## INSTRUCTION 1
According to the DuplicationMetrics class documentation, why can a mapped read be counted under UNPAIRED_READS_EXAMINED? Answer in one to three sentences.
## INSTRUCTION 2
List every field in the DuplicationMetrics class documentation that is declared with the type long.

— begin TEXT EXTRACT —

Package picard.sam

Class DuplicationMetrics


  • public class DuplicationMetrics
    extends MergeableMetricBase
    Metrics that are calculated during the process of marking duplicates within a stream of SAMRecords.
    • Field Detail

      • LIBRARY

        public String LIBRARY
        The library on which the duplicate marking was performed.
      • UNPAIRED_READS_EXAMINED

        public long UNPAIRED_READS_EXAMINED
        The number of mapped reads examined which did not have a mapped mate pair, either because the read is unpaired, or the read is paired to an unmapped mate.
      • READ_PAIRS_EXAMINED

        public long READ_PAIRS_EXAMINED
        The number of mapped read pairs examined. (Primary, non-supplemental)
      • SECONDARY_OR_SUPPLEMENTARY_RDS

        public long SECONDARY_OR_SUPPLEMENTARY_RDS
        The number of reads that were either secondary or supplementary
      • UNMAPPED_READS

        public long UNMAPPED_READS
        The total number of unmapped reads examined. (Primary, non-supplemental)
      • UNPAIRED_READ_DUPLICATES

        public long UNPAIRED_READ_DUPLICATES
        The number of fragments that were marked as duplicates.
      • READ_PAIR_DUPLICATES

        public long READ_PAIR_DUPLICATES
        The number of read pairs that were marked as duplicates.
      • READ_PAIR_OPTICAL_DUPLICATES

        public long READ_PAIR_OPTICAL_DUPLICATES
        The number of read pairs duplicates that were caused by optical duplication. Value is always < READ_PAIR_DUPLICATES, which counts all duplicates regardless of source.
      • PERCENT_DUPLICATION

        public Double PERCENT_DUPLICATION
        The fraction of mapped sequence that is marked as duplicate.

— end TEXT EXTRACT —
— begin MATERIAL SHOWN —

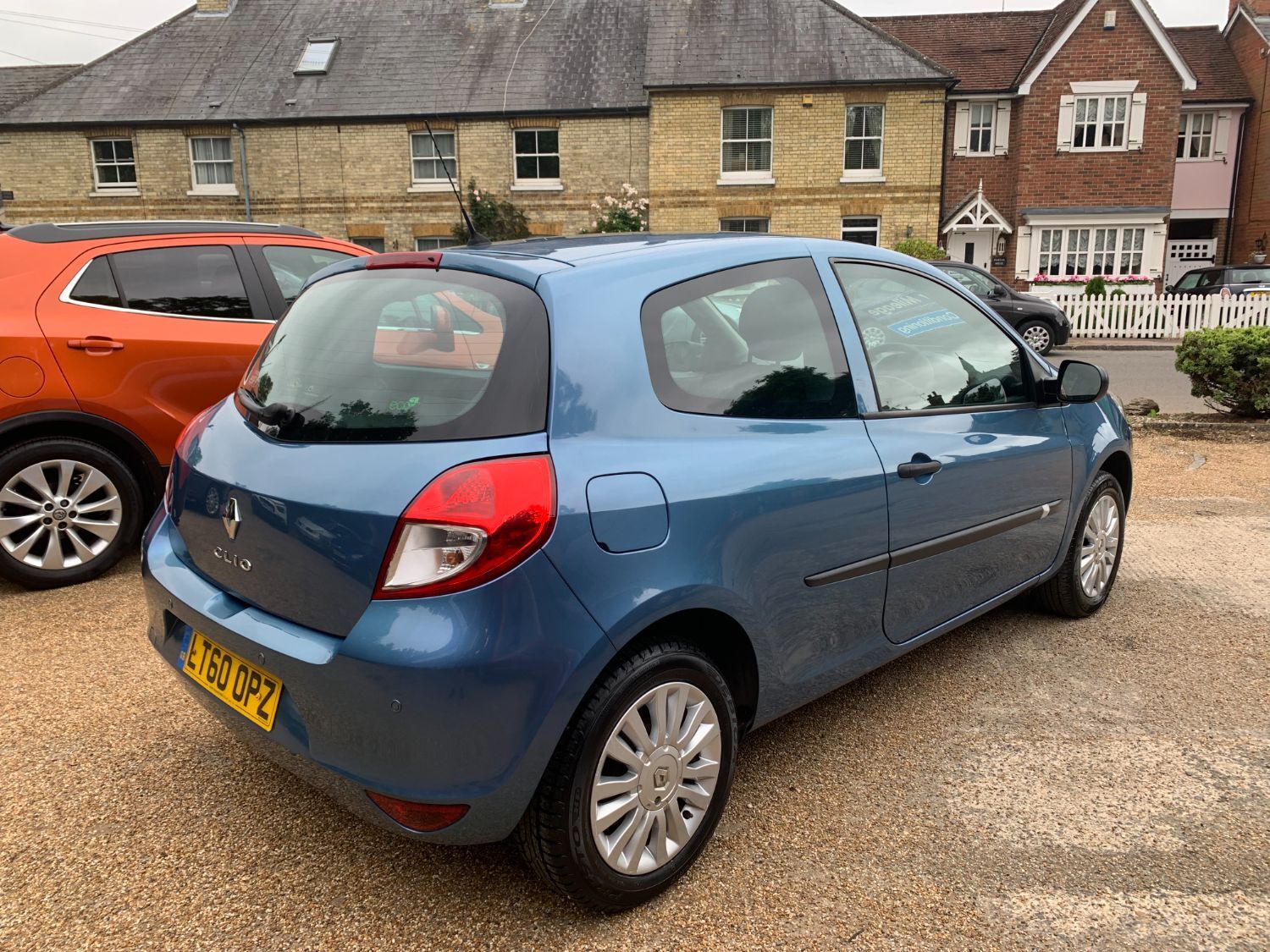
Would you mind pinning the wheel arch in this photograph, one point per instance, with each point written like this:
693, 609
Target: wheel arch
723, 640
96, 429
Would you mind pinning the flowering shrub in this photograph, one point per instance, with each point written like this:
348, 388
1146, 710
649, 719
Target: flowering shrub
495, 218
627, 212
1087, 278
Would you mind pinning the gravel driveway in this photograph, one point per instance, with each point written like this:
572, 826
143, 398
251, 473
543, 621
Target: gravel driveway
1024, 782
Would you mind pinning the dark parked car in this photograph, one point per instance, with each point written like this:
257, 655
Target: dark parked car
1041, 324
1234, 281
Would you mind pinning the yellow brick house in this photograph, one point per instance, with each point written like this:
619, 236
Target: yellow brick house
314, 114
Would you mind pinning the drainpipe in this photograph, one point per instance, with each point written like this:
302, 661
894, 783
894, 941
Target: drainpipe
246, 178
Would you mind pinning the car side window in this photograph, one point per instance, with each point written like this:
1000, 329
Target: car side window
929, 348
190, 281
96, 286
756, 342
975, 282
292, 266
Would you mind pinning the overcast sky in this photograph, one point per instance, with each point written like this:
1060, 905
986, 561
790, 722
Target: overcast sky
53, 30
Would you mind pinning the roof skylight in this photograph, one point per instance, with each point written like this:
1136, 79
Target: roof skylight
318, 55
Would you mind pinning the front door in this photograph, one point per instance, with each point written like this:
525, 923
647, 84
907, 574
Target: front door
150, 335
978, 477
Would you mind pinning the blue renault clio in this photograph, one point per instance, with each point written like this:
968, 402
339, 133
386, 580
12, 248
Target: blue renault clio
522, 540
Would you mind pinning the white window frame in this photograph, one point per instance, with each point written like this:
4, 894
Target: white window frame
520, 184
987, 131
860, 228
746, 220
864, 174
220, 188
439, 184
1102, 124
113, 188
1188, 136
756, 177
426, 243
1082, 250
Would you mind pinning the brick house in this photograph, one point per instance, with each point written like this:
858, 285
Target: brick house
1247, 32
752, 114
1084, 140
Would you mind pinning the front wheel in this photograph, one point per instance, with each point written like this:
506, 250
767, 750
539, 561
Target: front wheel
1038, 335
69, 510
638, 782
1089, 570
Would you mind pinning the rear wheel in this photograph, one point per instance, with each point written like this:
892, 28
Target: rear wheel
1089, 570
69, 510
637, 784
1039, 335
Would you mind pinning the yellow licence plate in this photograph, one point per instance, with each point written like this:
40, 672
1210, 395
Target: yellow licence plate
244, 687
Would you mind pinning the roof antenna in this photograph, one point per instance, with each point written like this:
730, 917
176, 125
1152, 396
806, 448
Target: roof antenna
474, 238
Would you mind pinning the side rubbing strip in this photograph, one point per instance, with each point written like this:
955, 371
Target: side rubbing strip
975, 533
935, 546
848, 571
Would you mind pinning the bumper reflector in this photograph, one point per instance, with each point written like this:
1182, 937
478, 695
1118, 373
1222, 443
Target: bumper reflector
422, 817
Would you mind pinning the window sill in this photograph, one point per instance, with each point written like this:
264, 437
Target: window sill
767, 180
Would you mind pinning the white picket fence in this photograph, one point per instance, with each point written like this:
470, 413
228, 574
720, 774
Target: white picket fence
1160, 315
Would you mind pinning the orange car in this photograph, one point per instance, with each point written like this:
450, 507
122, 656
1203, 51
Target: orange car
114, 335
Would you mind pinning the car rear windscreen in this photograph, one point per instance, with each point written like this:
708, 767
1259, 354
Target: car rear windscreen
403, 355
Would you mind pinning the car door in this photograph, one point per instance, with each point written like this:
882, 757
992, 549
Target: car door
149, 334
978, 476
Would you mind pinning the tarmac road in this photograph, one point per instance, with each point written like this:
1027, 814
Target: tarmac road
1025, 782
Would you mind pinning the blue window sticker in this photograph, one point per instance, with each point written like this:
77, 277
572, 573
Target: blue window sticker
912, 327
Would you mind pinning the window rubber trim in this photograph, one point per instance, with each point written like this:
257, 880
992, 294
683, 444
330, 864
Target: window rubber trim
932, 548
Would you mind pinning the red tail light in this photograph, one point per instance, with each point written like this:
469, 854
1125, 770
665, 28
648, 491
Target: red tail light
470, 525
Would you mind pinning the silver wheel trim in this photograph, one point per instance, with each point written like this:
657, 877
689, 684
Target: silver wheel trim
1036, 338
1099, 548
58, 515
655, 779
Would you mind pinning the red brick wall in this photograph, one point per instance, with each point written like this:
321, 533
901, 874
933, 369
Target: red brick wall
1252, 190
1035, 174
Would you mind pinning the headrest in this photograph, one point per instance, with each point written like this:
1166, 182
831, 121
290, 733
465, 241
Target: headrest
776, 322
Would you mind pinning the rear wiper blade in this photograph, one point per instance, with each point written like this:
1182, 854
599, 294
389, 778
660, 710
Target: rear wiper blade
273, 414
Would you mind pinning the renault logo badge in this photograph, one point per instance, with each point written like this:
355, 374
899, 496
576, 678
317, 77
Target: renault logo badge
231, 518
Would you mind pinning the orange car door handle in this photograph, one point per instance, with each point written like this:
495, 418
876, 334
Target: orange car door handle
94, 344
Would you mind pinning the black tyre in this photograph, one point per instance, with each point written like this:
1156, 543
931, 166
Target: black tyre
1038, 334
69, 510
638, 782
1089, 570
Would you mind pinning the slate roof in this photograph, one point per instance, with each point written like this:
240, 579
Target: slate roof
1212, 60
18, 83
986, 51
395, 58
449, 58
774, 42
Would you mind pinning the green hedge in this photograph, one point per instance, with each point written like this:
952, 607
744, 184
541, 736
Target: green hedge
1229, 367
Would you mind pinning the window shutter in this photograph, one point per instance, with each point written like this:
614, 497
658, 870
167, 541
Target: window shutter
1001, 135
1222, 135
1137, 121
962, 129
1066, 121
1023, 254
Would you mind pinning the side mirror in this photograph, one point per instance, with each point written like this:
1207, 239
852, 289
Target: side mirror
1080, 382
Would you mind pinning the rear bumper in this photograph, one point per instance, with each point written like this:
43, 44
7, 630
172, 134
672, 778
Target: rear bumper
450, 700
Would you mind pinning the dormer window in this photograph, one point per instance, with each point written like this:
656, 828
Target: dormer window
317, 58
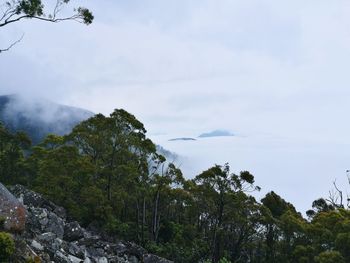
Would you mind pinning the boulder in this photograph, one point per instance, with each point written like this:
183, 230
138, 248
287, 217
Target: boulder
12, 211
73, 231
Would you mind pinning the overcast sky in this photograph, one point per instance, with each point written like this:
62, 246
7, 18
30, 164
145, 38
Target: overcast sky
274, 71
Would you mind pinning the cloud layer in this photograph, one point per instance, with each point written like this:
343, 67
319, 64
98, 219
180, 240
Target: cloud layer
260, 68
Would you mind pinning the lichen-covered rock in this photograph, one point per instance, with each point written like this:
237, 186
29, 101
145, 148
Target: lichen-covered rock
12, 211
51, 238
73, 231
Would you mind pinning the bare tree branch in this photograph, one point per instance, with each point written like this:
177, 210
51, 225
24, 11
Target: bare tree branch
13, 44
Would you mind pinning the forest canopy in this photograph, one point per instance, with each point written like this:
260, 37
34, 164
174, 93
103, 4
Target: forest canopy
109, 175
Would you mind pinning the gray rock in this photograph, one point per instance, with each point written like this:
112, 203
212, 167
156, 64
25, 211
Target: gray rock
12, 211
73, 231
53, 239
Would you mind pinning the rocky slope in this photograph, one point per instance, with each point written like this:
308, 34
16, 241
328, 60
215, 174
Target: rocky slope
50, 237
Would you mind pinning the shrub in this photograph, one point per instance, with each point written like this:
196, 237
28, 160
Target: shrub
7, 247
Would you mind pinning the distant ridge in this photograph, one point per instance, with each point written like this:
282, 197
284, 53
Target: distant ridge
182, 139
39, 117
216, 133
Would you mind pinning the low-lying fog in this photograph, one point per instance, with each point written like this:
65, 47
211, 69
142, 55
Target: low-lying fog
299, 171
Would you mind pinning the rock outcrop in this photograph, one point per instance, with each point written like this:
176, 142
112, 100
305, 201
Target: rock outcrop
50, 237
12, 212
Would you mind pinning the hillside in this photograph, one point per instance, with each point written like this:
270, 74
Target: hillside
38, 117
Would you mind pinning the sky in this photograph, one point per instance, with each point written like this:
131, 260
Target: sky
275, 73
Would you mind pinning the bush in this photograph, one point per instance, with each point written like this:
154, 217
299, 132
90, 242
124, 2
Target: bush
7, 247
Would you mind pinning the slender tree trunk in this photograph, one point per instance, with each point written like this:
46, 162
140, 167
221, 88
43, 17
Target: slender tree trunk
143, 221
155, 217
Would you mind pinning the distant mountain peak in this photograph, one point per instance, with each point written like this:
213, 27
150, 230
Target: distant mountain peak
216, 133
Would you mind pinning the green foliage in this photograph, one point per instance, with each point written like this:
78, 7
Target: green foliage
329, 257
107, 173
7, 247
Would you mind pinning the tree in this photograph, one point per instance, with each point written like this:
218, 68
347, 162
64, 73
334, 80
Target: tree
13, 11
12, 148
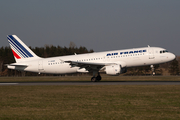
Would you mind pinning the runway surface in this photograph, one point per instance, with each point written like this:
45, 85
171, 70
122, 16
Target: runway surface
94, 83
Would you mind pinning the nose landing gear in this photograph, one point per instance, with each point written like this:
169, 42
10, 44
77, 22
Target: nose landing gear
97, 78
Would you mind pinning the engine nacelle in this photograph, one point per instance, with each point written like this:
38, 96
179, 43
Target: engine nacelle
113, 70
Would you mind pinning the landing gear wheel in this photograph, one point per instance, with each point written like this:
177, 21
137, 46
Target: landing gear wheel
93, 79
98, 78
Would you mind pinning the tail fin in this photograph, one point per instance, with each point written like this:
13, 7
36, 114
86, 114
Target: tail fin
20, 51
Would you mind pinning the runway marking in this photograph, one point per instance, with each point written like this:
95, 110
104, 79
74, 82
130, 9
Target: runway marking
9, 83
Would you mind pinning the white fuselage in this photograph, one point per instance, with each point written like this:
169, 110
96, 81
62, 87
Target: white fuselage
126, 58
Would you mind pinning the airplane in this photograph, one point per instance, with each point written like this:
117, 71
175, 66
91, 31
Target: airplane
112, 62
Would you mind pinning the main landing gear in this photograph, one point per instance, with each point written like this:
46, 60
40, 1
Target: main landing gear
152, 69
96, 79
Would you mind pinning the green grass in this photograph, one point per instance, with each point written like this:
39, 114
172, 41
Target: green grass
87, 78
132, 102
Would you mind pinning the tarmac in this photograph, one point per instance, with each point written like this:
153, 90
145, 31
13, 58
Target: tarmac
92, 83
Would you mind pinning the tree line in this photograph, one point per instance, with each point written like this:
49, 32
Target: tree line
6, 57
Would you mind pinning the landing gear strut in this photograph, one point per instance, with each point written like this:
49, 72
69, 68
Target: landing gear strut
153, 71
95, 79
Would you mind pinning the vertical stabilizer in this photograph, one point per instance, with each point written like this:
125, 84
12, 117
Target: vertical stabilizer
20, 51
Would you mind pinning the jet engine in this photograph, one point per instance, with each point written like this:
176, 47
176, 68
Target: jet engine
113, 69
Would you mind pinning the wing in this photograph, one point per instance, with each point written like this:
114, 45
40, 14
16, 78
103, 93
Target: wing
91, 66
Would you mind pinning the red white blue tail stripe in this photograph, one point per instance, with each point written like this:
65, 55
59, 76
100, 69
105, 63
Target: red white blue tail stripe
19, 49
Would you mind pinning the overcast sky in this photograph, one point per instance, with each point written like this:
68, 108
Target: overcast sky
96, 24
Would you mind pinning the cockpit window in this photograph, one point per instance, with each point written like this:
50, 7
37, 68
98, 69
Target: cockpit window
163, 51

— end MATERIAL SHOWN —

## CORRECT RESPONSE 1
A mapped read is counted under UNPAIRED_READS_EXAMINED when it has no mapped mate pair. That happens either because the read is unpaired or because it is paired to an unmapped mate.

## CORRECT RESPONSE 2
UNPAIRED_READS_EXAMINED, READ_PAIRS_EXAMINED, SECONDARY_OR_SUPPLEMENTARY_RDS, UNMAPPED_READS, UNPAIRED_READ_DUPLICATES, READ_PAIR_DUPLICATES, READ_PAIR_OPTICAL_DUPLICATES